* **CONSIGNES DE L'EXERCICE**:
• A. Dans l'extrait sur l'aggravation situationnelle, condensez sous forme de liste le paragraphe qui commence par « L’arrêt concernait un jeune homme amputé », sans en omettre les faits essentiels.
• B. Rédigez la suite de l'extrait sur l'aggravation situationnelle, en reprenant immédiatement après sa dernière phrase.

::: EXTRAIT RETENU :::

La seconde hypothèse de réouverture concernant l’aggravation situationnelle, fut le contexte du deuxième arrêt rendu le 15/06/2023.
Cette notion correspond à une aggravation de l’état de santé de la victime, non due à sa lésion ou ses manifestations, mais à des facteurs extérieurs. Reconnue pour la première fois par l’arrêt rendu le 19 février 2004 (n°02-17.954) par la Cour de cassation s’agissant d’une jeune femme handicapée devenue mère postérieurement à sa première indemnisation, cette notion est maniée très précautionneusement par les juridictions.
Il ressort de l’étude des décisions d’une part que l’aggravation de l’état de santé de la victime doit être causée par des critères irrésistibles et non par un nouveau choix de vie de cette dernière (Cass Civ 2 ; 05.03.2020 n°19-10323), d’autre part que cette aggravation ne peut s’apprécier par rapport à des perspectives d’amélioration n’existant pas à l’époque.
L’arrêt concernait un jeune homme amputé, sollicitant la prise en charge de prothèses et de fauteuils roulants plus performants ou destinés à la pratique d’un handisport. La Cour d’appel estima que les progrès technologiques n’avaient pas entrainé une dégradation de sa situation mais aussi que sa volonté de pratiquer de nouveaux sports résultait d’un choix personnel. Ainsi, ne s’agissant ni d’une aggravation situationnelle, ni d’un préjudice nouveau, la demande fut également rejetée par la Cour de cassation.

::: ENTRÉES FOURNIES :::

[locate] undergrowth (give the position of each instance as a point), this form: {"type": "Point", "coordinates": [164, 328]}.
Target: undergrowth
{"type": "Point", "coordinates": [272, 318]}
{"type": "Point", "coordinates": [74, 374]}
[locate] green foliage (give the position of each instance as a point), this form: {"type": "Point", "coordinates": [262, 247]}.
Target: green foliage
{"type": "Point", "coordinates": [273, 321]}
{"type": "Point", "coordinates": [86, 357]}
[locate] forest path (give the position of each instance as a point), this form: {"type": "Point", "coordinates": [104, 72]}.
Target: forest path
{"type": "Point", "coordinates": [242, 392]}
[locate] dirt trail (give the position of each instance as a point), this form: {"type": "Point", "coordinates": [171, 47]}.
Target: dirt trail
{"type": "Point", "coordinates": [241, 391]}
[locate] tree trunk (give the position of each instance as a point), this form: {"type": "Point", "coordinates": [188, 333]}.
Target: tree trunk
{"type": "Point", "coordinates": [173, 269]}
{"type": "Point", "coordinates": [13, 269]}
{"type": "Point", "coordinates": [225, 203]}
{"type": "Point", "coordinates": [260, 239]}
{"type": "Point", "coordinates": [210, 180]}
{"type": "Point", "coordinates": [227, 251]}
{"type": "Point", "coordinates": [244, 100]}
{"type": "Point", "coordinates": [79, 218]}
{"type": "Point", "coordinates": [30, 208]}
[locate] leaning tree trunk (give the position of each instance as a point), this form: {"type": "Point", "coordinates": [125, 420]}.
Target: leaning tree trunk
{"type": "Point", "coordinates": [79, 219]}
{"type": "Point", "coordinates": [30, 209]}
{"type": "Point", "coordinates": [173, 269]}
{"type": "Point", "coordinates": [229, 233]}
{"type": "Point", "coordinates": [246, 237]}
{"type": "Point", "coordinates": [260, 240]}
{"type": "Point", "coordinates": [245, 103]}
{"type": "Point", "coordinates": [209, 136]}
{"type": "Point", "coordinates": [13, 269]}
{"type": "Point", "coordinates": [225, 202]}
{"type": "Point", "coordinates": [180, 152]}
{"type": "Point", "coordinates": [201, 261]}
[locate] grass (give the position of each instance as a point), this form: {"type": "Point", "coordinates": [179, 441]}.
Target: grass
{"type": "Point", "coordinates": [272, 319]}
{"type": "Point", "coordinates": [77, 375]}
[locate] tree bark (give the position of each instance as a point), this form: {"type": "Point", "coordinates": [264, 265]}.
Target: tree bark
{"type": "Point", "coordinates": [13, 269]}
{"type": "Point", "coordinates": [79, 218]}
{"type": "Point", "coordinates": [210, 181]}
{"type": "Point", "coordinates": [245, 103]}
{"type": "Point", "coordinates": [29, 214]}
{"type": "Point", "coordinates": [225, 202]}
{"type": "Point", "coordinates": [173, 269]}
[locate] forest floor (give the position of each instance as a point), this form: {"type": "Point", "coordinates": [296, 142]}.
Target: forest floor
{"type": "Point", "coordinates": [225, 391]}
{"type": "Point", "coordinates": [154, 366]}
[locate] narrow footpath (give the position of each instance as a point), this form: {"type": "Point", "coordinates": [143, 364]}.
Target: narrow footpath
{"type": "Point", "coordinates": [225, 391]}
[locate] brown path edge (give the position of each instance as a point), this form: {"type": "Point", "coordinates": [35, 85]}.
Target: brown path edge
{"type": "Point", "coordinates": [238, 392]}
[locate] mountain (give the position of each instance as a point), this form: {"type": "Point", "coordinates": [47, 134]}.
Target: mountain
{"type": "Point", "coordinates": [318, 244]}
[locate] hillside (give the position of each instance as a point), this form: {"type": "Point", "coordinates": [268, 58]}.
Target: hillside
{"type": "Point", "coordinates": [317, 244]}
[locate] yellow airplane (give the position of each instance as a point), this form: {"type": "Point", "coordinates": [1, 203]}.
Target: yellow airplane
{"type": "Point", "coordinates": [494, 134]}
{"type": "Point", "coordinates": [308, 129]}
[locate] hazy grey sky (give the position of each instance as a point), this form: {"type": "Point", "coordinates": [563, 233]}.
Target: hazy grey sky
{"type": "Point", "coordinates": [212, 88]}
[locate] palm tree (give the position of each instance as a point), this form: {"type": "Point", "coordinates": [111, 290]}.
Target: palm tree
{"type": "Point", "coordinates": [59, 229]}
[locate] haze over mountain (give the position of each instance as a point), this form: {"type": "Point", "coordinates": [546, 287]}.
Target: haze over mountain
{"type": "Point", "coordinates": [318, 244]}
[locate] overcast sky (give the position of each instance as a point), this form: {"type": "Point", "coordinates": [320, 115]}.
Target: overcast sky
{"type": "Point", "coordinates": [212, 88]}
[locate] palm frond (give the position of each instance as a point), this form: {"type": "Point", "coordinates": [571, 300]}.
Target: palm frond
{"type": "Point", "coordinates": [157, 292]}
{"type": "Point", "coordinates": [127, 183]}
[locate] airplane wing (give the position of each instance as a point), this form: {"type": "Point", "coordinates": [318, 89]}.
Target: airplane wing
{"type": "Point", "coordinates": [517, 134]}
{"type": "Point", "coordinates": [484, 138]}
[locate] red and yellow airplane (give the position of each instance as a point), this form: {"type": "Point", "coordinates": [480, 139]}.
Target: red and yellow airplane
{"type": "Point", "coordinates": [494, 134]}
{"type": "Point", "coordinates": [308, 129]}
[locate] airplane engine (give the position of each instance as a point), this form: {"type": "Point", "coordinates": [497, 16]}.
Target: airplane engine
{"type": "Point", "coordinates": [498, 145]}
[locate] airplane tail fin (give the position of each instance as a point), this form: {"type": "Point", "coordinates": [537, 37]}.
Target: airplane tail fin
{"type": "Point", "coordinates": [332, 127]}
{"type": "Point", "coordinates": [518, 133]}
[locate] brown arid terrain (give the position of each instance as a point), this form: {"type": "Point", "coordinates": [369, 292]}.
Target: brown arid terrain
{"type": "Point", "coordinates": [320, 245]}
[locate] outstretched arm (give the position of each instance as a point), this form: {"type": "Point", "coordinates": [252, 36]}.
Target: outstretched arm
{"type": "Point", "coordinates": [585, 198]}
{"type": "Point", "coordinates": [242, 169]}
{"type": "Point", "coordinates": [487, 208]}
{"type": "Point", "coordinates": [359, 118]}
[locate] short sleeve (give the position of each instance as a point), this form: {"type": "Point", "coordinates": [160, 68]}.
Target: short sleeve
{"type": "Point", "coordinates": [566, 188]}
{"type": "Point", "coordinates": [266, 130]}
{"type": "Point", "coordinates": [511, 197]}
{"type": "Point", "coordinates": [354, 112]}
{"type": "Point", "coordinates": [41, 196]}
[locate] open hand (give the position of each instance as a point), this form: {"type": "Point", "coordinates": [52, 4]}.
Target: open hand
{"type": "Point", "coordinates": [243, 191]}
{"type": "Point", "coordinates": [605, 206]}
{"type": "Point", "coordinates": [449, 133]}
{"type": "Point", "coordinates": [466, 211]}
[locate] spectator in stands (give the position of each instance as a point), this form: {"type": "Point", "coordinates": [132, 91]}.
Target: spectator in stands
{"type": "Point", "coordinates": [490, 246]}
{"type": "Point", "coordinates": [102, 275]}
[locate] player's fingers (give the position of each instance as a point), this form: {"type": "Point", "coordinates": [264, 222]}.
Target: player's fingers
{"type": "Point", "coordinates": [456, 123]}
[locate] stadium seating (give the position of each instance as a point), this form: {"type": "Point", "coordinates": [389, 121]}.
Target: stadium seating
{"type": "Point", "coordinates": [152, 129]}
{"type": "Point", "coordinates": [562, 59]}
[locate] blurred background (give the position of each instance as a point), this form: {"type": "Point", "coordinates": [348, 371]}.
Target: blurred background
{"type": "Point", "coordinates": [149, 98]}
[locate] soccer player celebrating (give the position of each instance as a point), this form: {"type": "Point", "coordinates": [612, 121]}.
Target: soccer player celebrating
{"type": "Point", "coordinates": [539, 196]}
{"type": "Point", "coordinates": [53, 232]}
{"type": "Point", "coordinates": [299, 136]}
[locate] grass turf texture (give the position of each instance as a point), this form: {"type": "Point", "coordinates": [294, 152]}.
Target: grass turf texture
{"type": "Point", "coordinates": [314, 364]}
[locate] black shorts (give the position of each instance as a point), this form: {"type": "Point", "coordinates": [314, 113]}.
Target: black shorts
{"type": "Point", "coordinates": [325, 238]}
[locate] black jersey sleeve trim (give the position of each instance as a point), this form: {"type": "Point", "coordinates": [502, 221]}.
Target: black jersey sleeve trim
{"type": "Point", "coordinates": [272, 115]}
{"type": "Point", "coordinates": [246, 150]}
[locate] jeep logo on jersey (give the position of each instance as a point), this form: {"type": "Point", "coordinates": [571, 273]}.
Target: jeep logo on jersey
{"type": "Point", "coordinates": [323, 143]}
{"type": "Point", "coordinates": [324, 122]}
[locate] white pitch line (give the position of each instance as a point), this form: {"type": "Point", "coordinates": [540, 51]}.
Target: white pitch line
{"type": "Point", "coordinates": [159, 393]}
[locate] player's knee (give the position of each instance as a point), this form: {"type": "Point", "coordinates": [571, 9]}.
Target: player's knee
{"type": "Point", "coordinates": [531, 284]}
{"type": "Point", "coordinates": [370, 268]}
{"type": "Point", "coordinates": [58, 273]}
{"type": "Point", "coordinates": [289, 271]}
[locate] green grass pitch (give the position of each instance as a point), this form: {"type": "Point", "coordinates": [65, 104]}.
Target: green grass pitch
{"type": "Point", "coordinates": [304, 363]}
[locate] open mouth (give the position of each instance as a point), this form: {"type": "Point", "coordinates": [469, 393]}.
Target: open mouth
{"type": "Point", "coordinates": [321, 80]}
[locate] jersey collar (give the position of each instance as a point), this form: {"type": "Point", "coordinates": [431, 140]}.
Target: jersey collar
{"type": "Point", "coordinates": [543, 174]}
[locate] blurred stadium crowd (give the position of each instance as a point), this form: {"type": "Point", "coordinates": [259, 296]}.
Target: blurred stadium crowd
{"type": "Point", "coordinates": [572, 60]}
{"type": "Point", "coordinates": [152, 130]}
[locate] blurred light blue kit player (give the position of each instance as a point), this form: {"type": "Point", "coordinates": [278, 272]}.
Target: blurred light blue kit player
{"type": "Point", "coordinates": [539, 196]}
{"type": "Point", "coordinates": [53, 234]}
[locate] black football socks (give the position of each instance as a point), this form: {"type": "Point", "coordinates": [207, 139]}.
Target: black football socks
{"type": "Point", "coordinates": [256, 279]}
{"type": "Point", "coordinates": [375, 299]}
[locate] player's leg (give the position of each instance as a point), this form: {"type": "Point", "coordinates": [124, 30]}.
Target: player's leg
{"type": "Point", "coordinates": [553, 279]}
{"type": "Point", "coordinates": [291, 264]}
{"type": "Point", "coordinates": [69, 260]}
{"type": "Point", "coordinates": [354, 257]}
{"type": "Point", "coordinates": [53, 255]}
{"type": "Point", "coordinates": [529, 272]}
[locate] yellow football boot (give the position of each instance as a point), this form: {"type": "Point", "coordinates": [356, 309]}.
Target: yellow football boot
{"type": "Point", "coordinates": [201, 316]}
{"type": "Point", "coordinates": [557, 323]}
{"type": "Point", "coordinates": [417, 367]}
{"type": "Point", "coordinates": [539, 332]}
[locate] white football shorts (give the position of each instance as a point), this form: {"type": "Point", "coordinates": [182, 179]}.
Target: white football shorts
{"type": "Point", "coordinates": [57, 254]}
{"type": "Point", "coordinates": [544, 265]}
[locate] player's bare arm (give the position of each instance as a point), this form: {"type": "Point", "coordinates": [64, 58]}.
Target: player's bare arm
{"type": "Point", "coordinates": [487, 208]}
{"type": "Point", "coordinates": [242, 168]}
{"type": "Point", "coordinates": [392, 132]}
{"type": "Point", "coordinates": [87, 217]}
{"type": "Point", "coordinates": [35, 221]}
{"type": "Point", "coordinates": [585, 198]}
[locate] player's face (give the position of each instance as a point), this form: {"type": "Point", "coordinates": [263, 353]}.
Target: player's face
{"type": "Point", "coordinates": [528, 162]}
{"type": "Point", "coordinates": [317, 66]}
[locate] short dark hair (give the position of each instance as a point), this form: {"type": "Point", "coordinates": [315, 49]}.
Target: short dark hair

:::

* **RÉPONSES PAR TÂCHE**:
• A.
- L’affaire portait sur un jeune homme amputé qui demandait la prise en charge de prothèses et de fauteuils roulants plus performants ou destinés au handisport.
- Selon la Cour d’appel, les progrès technologiques n’avaient pas dégradé sa situation, et son souhait de pratiquer de nouveaux sports relevait d’un choix personnel.
- En l’absence d’aggravation situationnelle comme de préjudice nouveau, la Cour de cassation a elle aussi rejeté la demande.

• B.
Cet arrêt demeure néanmoins une avancée en ce que la Cour de cassation confirme que l’aggravation situationnelle demeure bien une cause de réouverture des dossiers pour les victimes appareillées. Cela étant, toute prise en charge est conditionnée à une dégradation de l’état de santé de la victime à laquelle une prise en charge précise peut répondre.
Il s’agit avant tout de cas d’espèce ; il est indispensable qu’un dossier complet, monté de concert par un prothésiste et un médecin puisse décrire une situation concrète et précise et surtout proposer une solution favorisant la quête de la meilleure autonomie.
Surtout, il est important de rappeler que chaque transaction peut réserver la possibilité de rouvrir le dossier en cas d’apparition de nouveaux besoins (Cass Civ 04/03/2021 n°19.16.859). Dès lors, rien n’interdit qu’une transaction puisse prévoir la réévaluation des besoins en fonction des progrès technologiques survenus depuis la première indemnisation. Une telle possibilité permet d’autant plus la concrétisation du principe de la réparation intégrale, lequel demeure malheureusement fictionnel pour de nombreuses victimes.